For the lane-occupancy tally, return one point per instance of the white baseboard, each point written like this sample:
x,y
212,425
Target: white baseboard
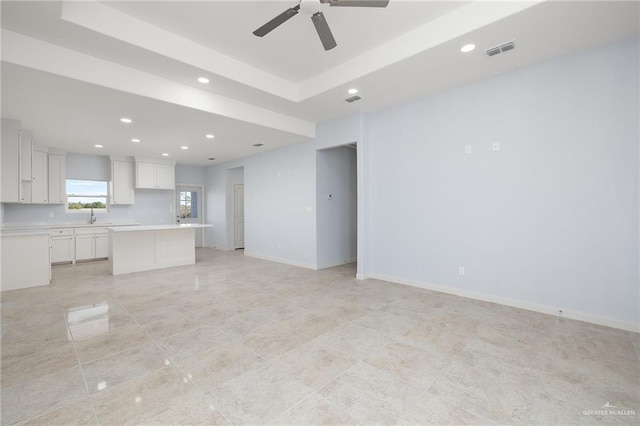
x,y
341,262
280,260
522,304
***
▶ [What you will do]:
An exact copy of the listing is required; return it without any pictures.

▶ [Response to the task]:
For the lane-occupancy tally, return one point per instance of the white baseboard, each point written like this sample:
x,y
212,425
Target: white baseboard
x,y
341,262
280,260
522,304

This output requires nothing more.